> _Document_:
Nigerian parents who relocate to the United States express worry that they no longer have a firm grip on their children, no thanks to American norms and laws
By ABDULRAFIU LAWAL / Boston, United States
John Owolabi, an accountant, like many Nigerians, is tired of the epileptic power supply, insecurity, bad roads and other problems plaguing his fatherland. He believes his children need a better life. So he relocates to America with his family in search of the American dream, which to him, leads to prosperity. Things works out for him as his company flourishes, but there is a snag. His 15-year-old son would not study; he loves to play baseball and hang out with friends.
Owolabi is thus worried that his son may end up a gangster on the streets of America and probably increasing the number of people of colour (blacks) that constitute 60 per cent of prisoners in the United States, US, according to Race and Justice Clearing House, an advocacy group. Nigerian parents dread their children having ties to the street boys whose characteristics include drug abuse, sagging of trousers, school drop-out, wearing of stud earrings, and gunrunning. Some of them are even ex-convicts.
Owolabi decides to assert his authority as a father by applying corporal punishment including beating him when necessary to correct his bad behaviour. But his son, relying on child abuse laws in America, resisted. In the end, Department of Social Services, DSS, the agency responsible for the protection of children from abuse, took his son and barred Owolabi from going anywhere less than 80 miles from where the boy is. Failure to comply could land him in prison.
This is the challenge that confronts African immigrants in America, especially Nigerians who believe they should use any means to instil discipline in their children in line with societal norms. Many of them are now victims of a clash of culture. The American culture recognises the rights of everyone including children while the Nigerian culture believes in parents enforcing discipline by any means possible.

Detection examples
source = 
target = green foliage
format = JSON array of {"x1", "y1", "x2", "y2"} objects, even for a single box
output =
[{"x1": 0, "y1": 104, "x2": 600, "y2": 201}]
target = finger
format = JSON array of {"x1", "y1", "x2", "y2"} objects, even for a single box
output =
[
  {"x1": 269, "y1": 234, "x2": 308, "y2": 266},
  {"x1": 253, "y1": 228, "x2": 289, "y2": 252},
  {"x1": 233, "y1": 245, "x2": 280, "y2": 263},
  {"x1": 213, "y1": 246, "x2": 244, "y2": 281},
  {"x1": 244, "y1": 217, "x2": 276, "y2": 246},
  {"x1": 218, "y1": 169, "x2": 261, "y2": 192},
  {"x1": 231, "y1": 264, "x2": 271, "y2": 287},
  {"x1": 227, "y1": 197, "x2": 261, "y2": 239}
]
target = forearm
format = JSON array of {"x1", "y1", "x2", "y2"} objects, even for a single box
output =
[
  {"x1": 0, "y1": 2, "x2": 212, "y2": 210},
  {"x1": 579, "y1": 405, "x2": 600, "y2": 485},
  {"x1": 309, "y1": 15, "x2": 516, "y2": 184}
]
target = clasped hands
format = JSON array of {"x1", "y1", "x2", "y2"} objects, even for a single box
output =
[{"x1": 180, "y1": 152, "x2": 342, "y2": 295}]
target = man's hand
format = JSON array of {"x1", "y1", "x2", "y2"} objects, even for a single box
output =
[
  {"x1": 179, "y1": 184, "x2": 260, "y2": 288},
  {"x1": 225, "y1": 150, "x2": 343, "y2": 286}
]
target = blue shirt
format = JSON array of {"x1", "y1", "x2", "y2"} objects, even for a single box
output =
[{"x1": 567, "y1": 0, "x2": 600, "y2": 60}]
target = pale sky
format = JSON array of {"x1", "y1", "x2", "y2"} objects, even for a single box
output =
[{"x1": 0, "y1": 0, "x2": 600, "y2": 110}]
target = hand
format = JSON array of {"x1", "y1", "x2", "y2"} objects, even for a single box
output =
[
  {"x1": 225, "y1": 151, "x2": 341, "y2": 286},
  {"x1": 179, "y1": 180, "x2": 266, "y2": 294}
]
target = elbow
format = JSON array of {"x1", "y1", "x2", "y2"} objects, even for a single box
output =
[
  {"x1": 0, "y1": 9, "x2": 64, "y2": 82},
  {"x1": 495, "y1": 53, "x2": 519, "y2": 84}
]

> _Prompt A_:
In the rows, from the line containing "target = pale sky" through the end of the rows, inclusive, substitute "result" for "output" and write those lines out again with everything else left as it is.
> _Prompt B_:
Proceed with the article on Nigerian parents raising children in the United States, picking up after its final sentence.

> _Task result A_:
target = pale sky
format = JSON array of {"x1", "y1", "x2", "y2"} objects, even for a single box
result =
[{"x1": 0, "y1": 0, "x2": 600, "y2": 110}]
target = hand
format = JSON array of {"x1", "y1", "x2", "y2"} objects, even for a single box
result =
[
  {"x1": 225, "y1": 151, "x2": 341, "y2": 286},
  {"x1": 179, "y1": 180, "x2": 266, "y2": 294}
]
target = elbow
format = JSON array of {"x1", "y1", "x2", "y2"} objects, even for a single box
result =
[
  {"x1": 0, "y1": 9, "x2": 64, "y2": 82},
  {"x1": 495, "y1": 53, "x2": 519, "y2": 84}
]

> _Task result B_:
Bisi Asere, a Nigerian resident in America for many years and pastor, Apostolic Church, Hyde Park, Boston, said many Nigerians come to America not knowing the law on raising children. “The law in America protects two groups of people more than others, that is, women and children. From nursery school, kids are told that if someone hits you, call the police on 911 and the police respond immediately. When the police come, they will listen to the child. God help you the child has no mark on his body or else you are in trouble. Back home, you flog a child to beat out the stubbornness in him but in America it is considered an abuse,” he said. According to him, Nigerian children are very fast in imbibing foreign culture such that they tend to abhor their own culture. “You expect your child to prostrate before you in the morning. Here, there is nothing like that; it is seen as an embarrassment.”
Becky Atinga, a Nigerian psychologist resident in America for 30 years, compares parenting in the two cultures. She says the similarity between parents from both countries is that they love their children. They also have similar values but how they choose to teach the children these values are different. She notes that the basic difference is that “here children are supposed to be equal and be friends to their parents but back home parents are authority figures.” In America, all children belong to the government and at 18 they are considered independent.
The child abuse law is founded on the premise that spanking a child does not lead to good behaviour and so parents are expected to dialogue with their children or, at worst, deny them watching the television. Owolabi learnt this the hard way and was detained on account of his style of parenting. Owolabi is full of regrets that he lost his son in his bid to ensure he becomes a productive adult. The incident remains a deep cut that would not heal because he was detained for weeks and a permanent damage may have been done to the father-son relationship.
Rasaq Adigun, a father of four with dual citizenship, expresses the frustrations of many Nigerian parents with parenting norms in America. “I exercise caution, make consultations with friends and prayers to God to guide me on how to raise these kids without creating any conflict with the law. It takes more than just experience to raise good children in this country,” he says.
Atinga narrates her experience with her 18-year-old niece who came to stay with her after living in Brazil and Belgium. She says that people were instigating the girl against her, “that as her aunt, I have no right to tell her what to do because she is an adult and if I insist she should report me. This led to conflict between us. I was faced with a dilemma whether to be her friend or parent. I chose to be a parent. Fifteen years after, married with kids, she is one person I am proud of. She also appreciates what I did.”
Sunday Oluokun, a lecturer in the Department of African Studies, Harvard University, says it is hard for a Nigerian parent to come to terms with their children relating with people older than them on first name basis. Citing the Yoruba culture as an example, he explains that honorific terms are used to address older people contrary to what obtains in American society. He says, “A boy of 16 will address his 52-year-old uncle, ‘Hi Michael, what’s up?’ Other differences include children looking at elders straight in the eye during conversation. These are considered rude in Nigeria and unacceptable
behaviour. But in America, looking at an older person straight in the face is considered a sign of honesty.”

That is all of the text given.